● **Assignment**:
The expected response is a copy of every line in the entries below that includes the word "chair".

::::

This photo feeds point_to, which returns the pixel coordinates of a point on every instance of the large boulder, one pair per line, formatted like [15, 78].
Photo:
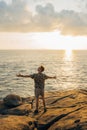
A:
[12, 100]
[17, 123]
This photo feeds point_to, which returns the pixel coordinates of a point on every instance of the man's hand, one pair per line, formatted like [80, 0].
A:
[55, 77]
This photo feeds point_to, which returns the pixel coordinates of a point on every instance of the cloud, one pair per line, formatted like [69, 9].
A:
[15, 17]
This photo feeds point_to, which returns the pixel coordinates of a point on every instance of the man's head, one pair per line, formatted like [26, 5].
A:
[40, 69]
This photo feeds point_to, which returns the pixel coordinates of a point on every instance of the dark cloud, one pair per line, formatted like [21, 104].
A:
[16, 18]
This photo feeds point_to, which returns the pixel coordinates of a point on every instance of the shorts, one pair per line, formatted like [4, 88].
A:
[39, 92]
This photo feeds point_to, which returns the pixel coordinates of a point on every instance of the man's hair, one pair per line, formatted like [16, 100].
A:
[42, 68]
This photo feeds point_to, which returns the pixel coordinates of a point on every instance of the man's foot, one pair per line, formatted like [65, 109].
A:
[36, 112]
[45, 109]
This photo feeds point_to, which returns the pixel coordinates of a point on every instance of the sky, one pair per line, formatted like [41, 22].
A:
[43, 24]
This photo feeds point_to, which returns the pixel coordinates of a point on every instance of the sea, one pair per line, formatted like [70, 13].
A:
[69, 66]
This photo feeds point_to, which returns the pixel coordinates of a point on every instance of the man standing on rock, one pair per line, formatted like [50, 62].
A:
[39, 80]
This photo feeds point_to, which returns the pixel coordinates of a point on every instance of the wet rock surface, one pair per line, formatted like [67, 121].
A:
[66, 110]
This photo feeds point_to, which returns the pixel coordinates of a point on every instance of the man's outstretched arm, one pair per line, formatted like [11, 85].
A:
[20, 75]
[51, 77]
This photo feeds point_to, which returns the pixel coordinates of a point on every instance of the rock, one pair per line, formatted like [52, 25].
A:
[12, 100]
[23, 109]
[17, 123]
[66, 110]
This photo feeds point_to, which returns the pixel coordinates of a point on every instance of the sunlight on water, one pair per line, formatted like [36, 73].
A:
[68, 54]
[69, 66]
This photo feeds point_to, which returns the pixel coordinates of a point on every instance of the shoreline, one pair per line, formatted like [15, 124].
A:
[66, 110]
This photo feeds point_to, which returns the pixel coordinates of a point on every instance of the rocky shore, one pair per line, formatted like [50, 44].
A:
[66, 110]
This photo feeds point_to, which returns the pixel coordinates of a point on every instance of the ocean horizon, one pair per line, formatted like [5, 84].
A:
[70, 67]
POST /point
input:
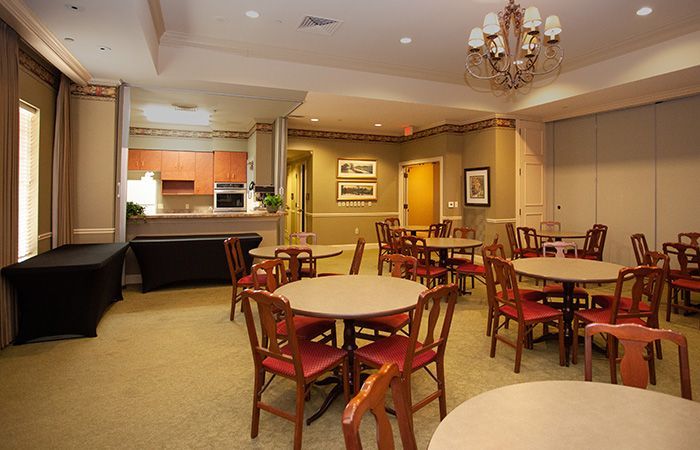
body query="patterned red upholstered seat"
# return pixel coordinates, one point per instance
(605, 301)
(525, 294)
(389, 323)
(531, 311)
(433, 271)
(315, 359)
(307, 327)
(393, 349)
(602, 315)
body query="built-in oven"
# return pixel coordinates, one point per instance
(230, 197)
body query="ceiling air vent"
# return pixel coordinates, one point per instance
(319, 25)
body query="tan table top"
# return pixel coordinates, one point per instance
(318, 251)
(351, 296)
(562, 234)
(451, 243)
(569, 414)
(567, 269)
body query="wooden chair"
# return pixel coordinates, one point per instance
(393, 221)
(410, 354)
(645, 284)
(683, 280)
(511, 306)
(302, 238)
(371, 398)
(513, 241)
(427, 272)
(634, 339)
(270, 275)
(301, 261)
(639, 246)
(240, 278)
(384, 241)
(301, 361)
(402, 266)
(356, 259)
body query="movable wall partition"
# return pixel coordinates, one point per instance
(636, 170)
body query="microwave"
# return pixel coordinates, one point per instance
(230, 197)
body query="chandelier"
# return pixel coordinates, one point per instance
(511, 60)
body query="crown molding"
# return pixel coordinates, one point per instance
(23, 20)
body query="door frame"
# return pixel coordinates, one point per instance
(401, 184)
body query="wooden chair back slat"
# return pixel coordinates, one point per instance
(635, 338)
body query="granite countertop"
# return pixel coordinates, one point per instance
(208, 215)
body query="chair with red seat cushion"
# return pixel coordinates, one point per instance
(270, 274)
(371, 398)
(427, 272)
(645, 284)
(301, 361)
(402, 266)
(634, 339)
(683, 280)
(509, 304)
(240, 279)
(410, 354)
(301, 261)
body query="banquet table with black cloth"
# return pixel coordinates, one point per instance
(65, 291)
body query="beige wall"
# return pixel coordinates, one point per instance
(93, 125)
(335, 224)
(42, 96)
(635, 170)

::::

● **Completed exercise**:
body query="wooden chair"
body query="wooden chair back slat"
body query="chair with red seat cushion"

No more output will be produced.